(EXCERPTED PASSAGE)
--- --- ---

Jay Nash (born 21 December 1985) is a former Australian rules footballer who played for the Essendon Football Club and Port Adelaide Football Club in the Australian Football League (AFL).

Career

Nash began his career in South Australia, where he played for the Central District Football Club. As a young player, he played for the Nuriootpa Rover Football Club, in the Barossa Light & Gawler Football Association.

He was drafted by Essendon Football Club in the 2003 AFL Draft at Pick 28.

In Essendon's round 16 win against  in 2005, defender Andrew Welsh was unable to take his place on the field. Nash was called in to replace him only hours before the match was scheduled to begin and he was lined up against Collingwood's captain Nathan Buckley.

Nash played 43 games and kicked ten goals during his career at Essendon.  He played a career high 18 games in the 2008 season, but only 2 games in 2009, as he struggled with foot injuries.

--- --- ---

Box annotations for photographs

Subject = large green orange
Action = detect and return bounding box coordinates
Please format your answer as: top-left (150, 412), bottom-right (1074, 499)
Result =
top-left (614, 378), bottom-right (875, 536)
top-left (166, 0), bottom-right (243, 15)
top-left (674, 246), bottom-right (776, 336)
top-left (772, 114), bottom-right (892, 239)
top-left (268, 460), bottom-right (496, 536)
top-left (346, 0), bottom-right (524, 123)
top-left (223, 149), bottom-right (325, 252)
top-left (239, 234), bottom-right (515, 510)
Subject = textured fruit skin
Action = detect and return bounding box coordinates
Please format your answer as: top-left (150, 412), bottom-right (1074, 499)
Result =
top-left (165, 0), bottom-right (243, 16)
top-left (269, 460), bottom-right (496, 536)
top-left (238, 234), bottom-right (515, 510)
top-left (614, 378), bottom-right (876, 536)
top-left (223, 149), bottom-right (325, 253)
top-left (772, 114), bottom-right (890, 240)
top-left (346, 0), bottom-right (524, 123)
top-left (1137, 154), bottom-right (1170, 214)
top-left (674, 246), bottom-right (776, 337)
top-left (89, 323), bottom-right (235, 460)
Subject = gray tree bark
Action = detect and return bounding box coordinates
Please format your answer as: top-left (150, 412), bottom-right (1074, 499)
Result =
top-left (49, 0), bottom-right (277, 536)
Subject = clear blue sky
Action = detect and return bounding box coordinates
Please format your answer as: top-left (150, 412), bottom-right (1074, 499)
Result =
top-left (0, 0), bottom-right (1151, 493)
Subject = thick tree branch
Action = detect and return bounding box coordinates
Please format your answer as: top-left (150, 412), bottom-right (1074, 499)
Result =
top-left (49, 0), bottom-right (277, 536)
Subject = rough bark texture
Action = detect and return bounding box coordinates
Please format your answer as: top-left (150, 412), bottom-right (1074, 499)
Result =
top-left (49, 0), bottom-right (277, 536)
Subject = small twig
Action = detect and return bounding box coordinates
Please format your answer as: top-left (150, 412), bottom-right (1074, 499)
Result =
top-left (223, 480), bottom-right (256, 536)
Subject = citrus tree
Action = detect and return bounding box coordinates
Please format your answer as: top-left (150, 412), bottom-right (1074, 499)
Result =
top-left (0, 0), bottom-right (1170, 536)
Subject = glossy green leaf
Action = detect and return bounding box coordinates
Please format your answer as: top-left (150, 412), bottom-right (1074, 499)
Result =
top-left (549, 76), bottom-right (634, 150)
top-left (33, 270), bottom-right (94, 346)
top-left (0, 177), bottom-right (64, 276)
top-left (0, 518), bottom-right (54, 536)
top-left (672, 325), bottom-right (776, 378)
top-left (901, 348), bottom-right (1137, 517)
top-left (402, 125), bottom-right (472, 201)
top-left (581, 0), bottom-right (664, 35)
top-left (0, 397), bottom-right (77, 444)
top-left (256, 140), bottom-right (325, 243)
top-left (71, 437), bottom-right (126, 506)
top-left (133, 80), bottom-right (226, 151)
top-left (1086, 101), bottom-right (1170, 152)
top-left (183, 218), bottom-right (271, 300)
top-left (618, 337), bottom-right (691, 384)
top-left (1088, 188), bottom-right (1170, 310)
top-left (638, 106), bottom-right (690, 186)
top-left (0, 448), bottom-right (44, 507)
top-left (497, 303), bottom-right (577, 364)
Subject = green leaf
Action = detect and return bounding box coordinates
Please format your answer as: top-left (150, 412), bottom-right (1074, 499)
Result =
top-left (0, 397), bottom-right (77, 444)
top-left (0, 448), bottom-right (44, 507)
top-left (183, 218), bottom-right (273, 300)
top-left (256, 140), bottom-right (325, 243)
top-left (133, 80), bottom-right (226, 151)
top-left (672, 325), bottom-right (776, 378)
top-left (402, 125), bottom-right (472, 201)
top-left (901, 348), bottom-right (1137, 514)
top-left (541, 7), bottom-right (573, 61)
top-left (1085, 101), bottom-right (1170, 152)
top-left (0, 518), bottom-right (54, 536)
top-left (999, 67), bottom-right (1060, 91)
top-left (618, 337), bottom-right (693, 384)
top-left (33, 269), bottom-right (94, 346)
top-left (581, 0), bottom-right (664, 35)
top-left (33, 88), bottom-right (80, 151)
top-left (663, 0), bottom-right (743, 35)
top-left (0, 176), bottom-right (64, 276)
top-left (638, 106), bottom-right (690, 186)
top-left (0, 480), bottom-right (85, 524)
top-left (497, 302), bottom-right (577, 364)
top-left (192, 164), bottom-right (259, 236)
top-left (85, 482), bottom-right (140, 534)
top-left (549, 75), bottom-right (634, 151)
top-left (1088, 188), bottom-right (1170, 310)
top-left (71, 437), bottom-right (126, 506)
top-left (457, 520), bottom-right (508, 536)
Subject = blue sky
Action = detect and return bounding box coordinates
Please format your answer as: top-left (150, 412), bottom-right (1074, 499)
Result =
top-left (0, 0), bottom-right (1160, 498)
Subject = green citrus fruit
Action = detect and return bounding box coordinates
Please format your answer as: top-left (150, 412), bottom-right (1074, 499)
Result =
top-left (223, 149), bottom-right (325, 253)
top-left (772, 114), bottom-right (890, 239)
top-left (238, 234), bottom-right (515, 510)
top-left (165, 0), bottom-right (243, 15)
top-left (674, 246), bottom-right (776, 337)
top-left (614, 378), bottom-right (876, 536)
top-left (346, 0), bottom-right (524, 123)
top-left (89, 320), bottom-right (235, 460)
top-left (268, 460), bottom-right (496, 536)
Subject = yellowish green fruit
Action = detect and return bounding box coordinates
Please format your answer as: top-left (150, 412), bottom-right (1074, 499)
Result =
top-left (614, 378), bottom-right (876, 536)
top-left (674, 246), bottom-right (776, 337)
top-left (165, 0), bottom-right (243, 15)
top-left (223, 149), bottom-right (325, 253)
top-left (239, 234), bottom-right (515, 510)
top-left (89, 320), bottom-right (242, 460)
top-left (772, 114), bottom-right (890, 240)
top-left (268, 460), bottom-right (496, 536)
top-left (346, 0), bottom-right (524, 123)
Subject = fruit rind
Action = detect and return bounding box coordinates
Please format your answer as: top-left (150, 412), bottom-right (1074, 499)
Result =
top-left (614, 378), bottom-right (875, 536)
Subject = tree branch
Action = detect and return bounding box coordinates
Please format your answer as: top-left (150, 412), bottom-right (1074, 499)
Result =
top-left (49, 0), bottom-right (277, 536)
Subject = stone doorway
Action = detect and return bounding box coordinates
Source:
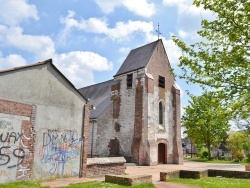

--- --- ---

(TASK REQUIREMENTS)
[A] Print the part of the Jay Nash biography starting at "In Essendon's round" and ending at "with foot injuries.".
[B] According to the Jay Nash biography, at which pick was Nash taken in the 2003 AFL Draft?
The records can be left aside.

(EXERCISE RESPONSES)
[A]
In Essendon's round 16 win against  in 2005, defender Andrew Welsh was unable to take his place on the field. Nash was called in to replace him only hours before the match was scheduled to begin and he was lined up against Collingwood's captain Nathan Buckley.

Nash played 43 games and kicked ten goals during his career at Essendon.  He played a career high 18 games in the 2008 season, but only 2 games in 2009, as he struggled with foot injuries.

[B] Pick 28